Problem statement
Continue the forum thread about the visit to Lillesden School from the point where it stops.

Extract to read

::::::::

# Lillesden School, Hawkhurst Jan '10



## mr_bones (Jan 24, 2010)

My Previous trip to Lillesden School was a solo visit in October last year. Being very wary of the site (especially water damage), I didn't get very far, and also had to leave earlier than anticipated.

This time, I was back with King Al and Indy, and after a quick recce we were inside. The place hadn't changed much, but it was soon clear that many of the floors were pretty rotten. Indy led the way and we trod carefully upstairs. Some rooms were inaccessible and as Al pointed out, getting some pencils from the store cupboard would be lethal with no floor at all behind the door! Most of the rooms were stripped, but certain elements of grandeur remained, such as the carved sandstone arches, the stone staircase and mirrors, and original floors and fireplaces. Even the carved wood window frames had survived in good condition.

After seeing the main building, we shot some exterior pictures and worked our way through the smaller classrooms and outbuildings. The pool looked fresh, but I hadn't got any goggles so i'd have to save it for another day. The furthest building looked as though it was originally classrooms, but had been converted into a huge chicken coop at some point - with the double-barreled names of pupils still above coat pegs.

Pictures:


































































































































Mr. B


----------



## King Al (Jan 25, 2010)

::::::::

Recorded data
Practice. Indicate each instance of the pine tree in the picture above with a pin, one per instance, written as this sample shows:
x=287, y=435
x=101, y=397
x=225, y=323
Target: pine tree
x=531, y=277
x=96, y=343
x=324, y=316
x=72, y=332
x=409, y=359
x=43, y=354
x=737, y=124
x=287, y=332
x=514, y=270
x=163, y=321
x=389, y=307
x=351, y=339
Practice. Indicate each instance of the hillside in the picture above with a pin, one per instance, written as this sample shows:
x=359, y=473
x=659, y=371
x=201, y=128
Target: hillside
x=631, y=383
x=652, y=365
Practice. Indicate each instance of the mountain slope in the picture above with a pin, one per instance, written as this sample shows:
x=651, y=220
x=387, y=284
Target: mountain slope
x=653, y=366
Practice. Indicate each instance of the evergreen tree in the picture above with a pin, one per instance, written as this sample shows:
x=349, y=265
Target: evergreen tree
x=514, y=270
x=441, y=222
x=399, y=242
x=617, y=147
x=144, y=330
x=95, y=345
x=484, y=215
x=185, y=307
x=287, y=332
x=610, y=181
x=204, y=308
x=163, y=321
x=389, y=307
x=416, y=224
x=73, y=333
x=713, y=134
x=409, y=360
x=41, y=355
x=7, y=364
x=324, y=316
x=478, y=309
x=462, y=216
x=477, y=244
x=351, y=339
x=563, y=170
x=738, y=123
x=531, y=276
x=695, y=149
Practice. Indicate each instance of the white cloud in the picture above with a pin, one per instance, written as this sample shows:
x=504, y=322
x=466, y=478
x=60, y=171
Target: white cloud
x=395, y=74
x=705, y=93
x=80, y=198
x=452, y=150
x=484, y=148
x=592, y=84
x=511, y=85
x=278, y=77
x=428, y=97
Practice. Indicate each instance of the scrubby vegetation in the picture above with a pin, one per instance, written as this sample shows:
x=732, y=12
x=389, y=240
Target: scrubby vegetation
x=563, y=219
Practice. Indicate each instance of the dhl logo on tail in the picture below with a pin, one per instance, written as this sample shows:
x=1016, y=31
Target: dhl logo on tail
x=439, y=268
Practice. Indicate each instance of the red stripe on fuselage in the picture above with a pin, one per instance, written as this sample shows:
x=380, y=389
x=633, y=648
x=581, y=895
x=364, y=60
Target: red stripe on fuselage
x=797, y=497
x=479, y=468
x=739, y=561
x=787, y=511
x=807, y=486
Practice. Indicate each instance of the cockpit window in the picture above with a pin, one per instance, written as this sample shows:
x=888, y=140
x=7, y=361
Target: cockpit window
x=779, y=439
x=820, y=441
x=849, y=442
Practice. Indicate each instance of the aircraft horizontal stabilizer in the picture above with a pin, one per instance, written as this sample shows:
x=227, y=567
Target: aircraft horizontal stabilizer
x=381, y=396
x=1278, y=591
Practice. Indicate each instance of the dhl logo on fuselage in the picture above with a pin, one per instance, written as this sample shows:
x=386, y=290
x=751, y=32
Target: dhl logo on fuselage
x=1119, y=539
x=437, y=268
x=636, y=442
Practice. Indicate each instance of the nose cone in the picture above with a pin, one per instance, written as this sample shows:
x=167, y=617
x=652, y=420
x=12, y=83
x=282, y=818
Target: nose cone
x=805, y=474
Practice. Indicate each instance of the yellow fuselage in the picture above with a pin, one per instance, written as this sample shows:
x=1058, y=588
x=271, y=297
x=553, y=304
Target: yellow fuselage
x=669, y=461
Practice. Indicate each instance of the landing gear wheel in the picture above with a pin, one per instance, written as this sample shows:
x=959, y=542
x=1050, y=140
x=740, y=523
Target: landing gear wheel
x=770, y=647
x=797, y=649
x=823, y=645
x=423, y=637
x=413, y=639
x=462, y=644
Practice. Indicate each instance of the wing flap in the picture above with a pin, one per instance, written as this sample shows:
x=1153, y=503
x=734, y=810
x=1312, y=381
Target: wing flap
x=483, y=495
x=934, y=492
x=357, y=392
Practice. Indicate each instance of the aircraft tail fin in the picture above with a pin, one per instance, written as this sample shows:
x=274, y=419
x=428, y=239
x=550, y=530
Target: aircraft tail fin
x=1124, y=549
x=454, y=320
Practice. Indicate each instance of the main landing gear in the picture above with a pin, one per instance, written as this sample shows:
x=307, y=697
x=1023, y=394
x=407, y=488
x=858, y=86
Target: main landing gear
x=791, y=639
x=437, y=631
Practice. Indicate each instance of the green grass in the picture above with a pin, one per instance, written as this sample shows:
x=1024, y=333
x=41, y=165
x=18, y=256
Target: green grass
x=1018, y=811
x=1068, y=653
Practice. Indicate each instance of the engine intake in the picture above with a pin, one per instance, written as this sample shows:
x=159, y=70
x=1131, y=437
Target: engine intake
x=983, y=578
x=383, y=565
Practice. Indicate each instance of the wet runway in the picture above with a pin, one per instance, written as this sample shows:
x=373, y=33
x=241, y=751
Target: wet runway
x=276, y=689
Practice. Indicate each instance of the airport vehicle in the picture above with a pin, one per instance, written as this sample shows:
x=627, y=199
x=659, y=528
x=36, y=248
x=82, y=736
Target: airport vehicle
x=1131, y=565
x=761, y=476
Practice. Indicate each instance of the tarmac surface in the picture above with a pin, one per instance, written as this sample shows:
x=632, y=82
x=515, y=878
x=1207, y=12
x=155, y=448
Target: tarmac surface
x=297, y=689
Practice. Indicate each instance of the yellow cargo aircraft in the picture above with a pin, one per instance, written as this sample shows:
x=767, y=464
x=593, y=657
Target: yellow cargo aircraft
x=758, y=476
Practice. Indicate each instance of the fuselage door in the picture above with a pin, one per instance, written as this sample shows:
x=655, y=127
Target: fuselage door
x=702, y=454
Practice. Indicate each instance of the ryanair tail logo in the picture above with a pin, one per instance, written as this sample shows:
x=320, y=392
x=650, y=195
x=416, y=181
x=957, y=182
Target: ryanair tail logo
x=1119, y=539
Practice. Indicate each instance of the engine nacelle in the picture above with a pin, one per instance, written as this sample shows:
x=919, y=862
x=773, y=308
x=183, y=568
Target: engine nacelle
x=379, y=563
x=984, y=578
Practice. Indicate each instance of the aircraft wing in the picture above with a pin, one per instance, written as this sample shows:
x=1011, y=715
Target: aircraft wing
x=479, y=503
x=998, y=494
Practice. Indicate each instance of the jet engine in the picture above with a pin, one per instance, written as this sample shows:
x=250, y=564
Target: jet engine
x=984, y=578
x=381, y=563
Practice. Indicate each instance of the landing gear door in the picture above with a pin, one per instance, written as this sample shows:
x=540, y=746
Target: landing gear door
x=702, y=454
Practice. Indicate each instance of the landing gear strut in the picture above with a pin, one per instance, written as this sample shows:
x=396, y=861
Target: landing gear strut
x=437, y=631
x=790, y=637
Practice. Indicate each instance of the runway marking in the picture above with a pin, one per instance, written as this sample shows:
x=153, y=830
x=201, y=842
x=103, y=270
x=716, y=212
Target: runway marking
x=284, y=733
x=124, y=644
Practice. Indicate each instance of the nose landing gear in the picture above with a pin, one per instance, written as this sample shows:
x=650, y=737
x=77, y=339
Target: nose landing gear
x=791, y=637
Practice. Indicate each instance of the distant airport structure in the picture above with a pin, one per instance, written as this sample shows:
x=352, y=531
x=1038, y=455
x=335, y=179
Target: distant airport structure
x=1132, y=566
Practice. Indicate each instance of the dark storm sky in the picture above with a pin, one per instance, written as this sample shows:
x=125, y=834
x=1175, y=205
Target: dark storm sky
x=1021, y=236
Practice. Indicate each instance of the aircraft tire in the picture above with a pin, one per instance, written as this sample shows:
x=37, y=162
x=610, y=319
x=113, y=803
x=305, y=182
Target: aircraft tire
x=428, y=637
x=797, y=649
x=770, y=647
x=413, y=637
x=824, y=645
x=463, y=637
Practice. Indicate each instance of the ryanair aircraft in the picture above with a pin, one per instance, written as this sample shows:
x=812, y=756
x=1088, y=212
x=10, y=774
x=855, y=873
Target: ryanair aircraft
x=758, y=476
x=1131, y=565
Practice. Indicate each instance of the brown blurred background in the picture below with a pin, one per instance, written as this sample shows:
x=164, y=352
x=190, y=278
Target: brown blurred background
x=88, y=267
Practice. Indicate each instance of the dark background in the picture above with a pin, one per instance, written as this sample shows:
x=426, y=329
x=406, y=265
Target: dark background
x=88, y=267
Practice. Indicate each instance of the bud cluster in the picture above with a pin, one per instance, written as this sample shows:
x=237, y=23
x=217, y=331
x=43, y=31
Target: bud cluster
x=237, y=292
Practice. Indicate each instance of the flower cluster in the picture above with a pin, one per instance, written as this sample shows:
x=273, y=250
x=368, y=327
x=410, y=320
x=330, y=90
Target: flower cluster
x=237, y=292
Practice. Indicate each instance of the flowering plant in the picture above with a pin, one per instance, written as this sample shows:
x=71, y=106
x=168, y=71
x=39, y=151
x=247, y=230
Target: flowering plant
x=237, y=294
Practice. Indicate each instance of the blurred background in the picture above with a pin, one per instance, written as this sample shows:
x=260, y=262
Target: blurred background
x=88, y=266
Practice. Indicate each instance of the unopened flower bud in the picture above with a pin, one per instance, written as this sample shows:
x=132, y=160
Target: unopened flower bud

::::::::

Task response
Twas a good day, some great bits and pieces to be found in there! Your pics turned out well Mr Bones.

A few of mine:


----------



## mr_bones (Jan 25, 2010)

Excellent shots Al, some good alternative views. The floor beneath your feet looks very 'inspiring'!


----------



## klempner69 (Jan 25, 2010)

*Excellant*

Well taken pics Mr B and King Al..you got some nicely lit shots inside.Is that a Pool or pond?


----------



## havoc (Jan 25, 2010)

No swimming in the pool then san


----------



## lost (Jan 25, 2010)

Grand photos both of you, it looks in quite a bad way inside, worse than I expected.


----------



## King Al (Jan 26, 2010)

klempner69 said:


> Is that a Pool or pond?



A little from column A a little from column B 

It _was _a pool...


----------



## mr_bones (Jan 26, 2010)

King Al said:


> A little from column A a little from column B
> 
> It _was _a pool...



I'll prove it still _IS_ a pool


----------



## klempner69 (Jan 26, 2010)

mr_bones said:


> I'll prove it still _IS_ a pool



Dont tell us you took a dip in that?


----------



## mr_bones (Jan 26, 2010)

No, but I might do later in the year. Our abandoned swim in Belgium was most refreshing.


----------



## lost (Jan 26, 2010)

You weren't brave enough to try this one.


----------



## Foxylady (Jan 27, 2010)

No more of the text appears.